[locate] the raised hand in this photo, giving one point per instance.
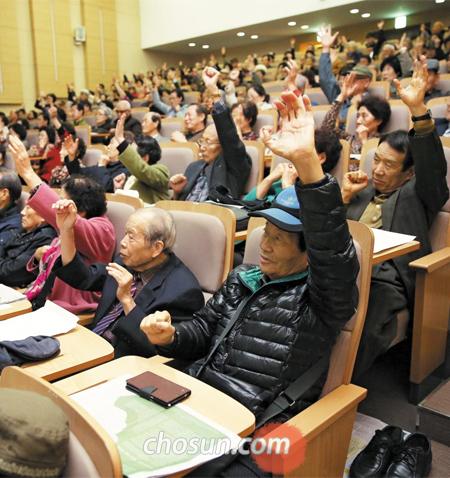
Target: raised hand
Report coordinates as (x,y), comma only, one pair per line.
(327,38)
(71,146)
(295,140)
(66,215)
(413,95)
(352,183)
(210,77)
(158,328)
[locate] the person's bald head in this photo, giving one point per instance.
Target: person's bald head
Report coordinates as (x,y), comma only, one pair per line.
(149,236)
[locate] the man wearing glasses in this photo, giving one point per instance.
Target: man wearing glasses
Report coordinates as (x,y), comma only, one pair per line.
(223,160)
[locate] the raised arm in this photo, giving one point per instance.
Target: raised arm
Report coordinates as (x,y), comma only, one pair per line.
(430,165)
(333,265)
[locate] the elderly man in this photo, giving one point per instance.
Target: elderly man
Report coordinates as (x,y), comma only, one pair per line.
(194,124)
(328,82)
(407,190)
(10,191)
(123,107)
(146,277)
(223,161)
(269,324)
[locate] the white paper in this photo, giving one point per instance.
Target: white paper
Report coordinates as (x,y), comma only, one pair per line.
(130,420)
(386,239)
(49,320)
(8,295)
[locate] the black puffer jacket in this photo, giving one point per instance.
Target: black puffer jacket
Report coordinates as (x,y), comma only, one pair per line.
(287,325)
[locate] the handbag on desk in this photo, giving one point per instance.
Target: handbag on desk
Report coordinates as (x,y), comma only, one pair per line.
(31,349)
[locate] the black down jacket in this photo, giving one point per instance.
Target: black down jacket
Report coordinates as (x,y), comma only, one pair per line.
(288,325)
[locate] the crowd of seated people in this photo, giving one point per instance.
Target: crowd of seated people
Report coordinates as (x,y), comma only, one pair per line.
(147,301)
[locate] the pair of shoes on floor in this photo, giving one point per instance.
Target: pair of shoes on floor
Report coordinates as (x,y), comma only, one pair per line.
(388,455)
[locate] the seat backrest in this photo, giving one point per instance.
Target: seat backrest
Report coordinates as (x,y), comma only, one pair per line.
(267,117)
(191,97)
(255,149)
(118,213)
(338,171)
(32,137)
(400,118)
(139,113)
(92,452)
(90,119)
(178,156)
(169,125)
(380,88)
(438,106)
(317,96)
(344,351)
(84,132)
(91,157)
(319,113)
(440,229)
(204,240)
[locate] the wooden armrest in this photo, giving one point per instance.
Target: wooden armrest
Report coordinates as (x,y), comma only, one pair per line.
(327,410)
(432,261)
(85,319)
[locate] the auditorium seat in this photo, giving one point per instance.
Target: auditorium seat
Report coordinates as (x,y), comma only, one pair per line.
(205,240)
(327,424)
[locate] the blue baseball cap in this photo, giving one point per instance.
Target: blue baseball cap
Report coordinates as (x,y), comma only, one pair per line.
(284,212)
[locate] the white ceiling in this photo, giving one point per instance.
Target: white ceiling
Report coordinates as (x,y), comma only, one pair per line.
(278,29)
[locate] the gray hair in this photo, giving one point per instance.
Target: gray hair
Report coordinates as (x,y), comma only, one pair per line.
(157,225)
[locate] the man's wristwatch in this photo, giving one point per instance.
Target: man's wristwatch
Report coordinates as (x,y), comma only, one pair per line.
(426,116)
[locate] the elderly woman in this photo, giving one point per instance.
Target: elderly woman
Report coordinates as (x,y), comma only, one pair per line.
(373,113)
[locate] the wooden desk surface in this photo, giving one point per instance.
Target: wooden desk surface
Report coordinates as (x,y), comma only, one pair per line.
(204,399)
(80,349)
(395,252)
(15,308)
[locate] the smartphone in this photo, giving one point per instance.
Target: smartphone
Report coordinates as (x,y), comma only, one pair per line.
(150,386)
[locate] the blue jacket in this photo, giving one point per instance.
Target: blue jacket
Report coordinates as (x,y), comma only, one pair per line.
(173,288)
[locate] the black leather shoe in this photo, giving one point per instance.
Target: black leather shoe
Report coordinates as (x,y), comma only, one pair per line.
(374,460)
(413,458)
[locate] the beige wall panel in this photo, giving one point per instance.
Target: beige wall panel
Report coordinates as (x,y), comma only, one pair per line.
(52,35)
(10,73)
(99,18)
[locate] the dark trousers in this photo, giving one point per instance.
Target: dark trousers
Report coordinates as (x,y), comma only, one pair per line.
(387,297)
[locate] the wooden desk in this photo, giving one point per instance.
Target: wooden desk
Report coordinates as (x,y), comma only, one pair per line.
(15,308)
(80,349)
(395,252)
(204,399)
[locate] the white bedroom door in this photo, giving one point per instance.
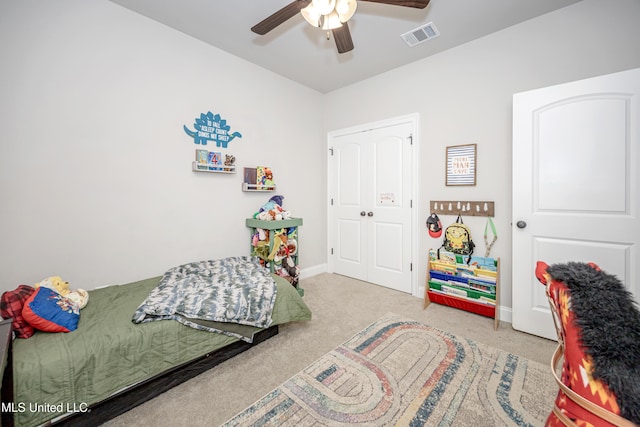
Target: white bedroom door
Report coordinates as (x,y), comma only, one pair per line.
(576,161)
(370,212)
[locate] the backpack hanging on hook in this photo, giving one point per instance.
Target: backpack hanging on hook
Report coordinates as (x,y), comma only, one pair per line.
(457,239)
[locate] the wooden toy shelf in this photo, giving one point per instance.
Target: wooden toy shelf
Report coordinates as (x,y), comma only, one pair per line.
(474,288)
(288,227)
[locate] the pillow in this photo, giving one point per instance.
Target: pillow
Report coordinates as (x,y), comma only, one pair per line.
(48,311)
(11,305)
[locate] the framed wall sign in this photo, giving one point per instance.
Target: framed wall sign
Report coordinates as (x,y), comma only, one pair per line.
(461,165)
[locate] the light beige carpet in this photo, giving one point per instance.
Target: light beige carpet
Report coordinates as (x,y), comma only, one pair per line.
(341,307)
(399,372)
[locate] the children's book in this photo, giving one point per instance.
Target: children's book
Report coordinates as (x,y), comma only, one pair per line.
(202,158)
(250,175)
(264,177)
(215,161)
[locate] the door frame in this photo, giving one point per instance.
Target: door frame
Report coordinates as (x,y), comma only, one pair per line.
(413,119)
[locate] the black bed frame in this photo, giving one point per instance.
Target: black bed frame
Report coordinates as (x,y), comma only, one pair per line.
(142,392)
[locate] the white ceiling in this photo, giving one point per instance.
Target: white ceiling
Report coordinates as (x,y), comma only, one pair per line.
(302,53)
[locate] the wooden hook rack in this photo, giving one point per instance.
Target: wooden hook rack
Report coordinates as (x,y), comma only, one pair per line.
(462,207)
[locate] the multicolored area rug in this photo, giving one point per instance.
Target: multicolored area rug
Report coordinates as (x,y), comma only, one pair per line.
(398,372)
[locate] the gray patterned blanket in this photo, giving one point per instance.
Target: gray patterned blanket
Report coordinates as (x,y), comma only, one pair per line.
(235,290)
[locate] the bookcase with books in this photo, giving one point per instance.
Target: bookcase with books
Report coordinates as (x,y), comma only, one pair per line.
(470,285)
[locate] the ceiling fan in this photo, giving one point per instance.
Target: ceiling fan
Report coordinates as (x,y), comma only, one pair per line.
(330,15)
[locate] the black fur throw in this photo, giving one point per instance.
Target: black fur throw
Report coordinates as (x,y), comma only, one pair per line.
(609,323)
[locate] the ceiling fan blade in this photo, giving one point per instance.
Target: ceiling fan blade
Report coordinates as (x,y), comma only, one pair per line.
(418,4)
(281,16)
(342,36)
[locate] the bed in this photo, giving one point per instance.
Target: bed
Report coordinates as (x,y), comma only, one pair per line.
(111,364)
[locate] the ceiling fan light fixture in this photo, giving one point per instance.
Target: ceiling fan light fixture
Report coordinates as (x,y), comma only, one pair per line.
(324,7)
(311,15)
(331,21)
(346,9)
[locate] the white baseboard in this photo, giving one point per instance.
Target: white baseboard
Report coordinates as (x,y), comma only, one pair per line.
(312,271)
(506,313)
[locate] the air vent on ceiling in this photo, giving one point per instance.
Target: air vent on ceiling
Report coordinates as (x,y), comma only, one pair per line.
(420,34)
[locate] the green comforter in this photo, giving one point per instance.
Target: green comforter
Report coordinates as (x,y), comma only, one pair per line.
(108,352)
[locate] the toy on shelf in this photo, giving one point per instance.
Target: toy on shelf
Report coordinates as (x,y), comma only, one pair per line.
(212,161)
(274,239)
(259,178)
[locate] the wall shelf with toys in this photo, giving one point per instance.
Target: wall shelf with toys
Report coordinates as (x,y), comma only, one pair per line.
(473,287)
(276,244)
(256,187)
(259,179)
(212,161)
(207,168)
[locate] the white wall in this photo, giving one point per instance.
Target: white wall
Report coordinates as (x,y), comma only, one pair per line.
(464,96)
(95,178)
(96,183)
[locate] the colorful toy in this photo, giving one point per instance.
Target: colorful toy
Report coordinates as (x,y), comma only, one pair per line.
(272,210)
(55,283)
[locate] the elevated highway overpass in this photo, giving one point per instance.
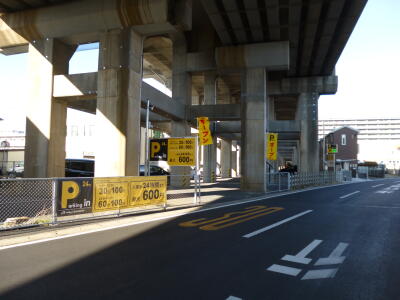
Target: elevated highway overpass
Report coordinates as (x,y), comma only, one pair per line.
(255,66)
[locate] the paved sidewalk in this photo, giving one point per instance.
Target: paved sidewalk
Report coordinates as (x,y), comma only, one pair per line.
(224,192)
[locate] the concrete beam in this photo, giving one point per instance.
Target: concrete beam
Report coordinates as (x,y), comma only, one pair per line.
(324,85)
(273,126)
(273,56)
(79,87)
(83,18)
(284,126)
(218,112)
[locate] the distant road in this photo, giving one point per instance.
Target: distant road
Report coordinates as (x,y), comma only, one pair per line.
(333,243)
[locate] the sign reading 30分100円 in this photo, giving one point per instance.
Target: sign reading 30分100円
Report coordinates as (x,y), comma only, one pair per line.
(128,192)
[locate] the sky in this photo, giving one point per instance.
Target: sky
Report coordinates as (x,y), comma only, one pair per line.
(369,67)
(368,72)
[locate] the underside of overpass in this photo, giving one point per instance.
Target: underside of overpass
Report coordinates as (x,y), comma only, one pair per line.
(251,66)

==============================

EXERCISE DETAILS → Set down exactly, from the line that contains "[locate] the colorful" through the last line of the data, each line as it stands, and leave the pictures out.

COMPLETED EXERCISE →
[locate] the colorful toy in this photo, giving one point per instance.
Target: colorful toy
Report coordinates as (x,y), comma only, one pair per line.
(272,210)
(55,283)
[locate] the elevated highway overpass in this photo, giving one point per instance.
Target: elevated highway overpass
Report coordinates as (x,y), comma only, one pair per line.
(255,66)
[locate] the paved sidewalk in this photo, giving one point per instance.
Target: paved sidewalk
Report coordinates as (x,y), comma only, one pair per line.
(224,192)
[locate] the concrete beam in this photo, giving one point per instance.
Target: concrete beam
Report coordinates as (x,y), comma only, one pair per line.
(324,85)
(273,126)
(273,56)
(79,87)
(83,18)
(284,126)
(218,112)
[locate] the distant road in this photo, giving one point per instance.
Target: distant road
Report coordinates as (x,y), comma only, one pair per line.
(333,243)
[locate] the sign reading 30分100円 in this photo, giving one point per instance.
Target: sign reading 30分100円
Report coordinates as (x,y), comma only, one pair per line.
(128,192)
[locate] the sky in this photo, giving one point per instance.
Target: sky
Report coordinates as (x,y), comma only, one pair per line.
(369,67)
(368,72)
[locate] the underside of overpass in this photo, giving one point per instance.
Target: underside of overpass
Report coordinates as (x,y), comma only, one pair per line.
(251,66)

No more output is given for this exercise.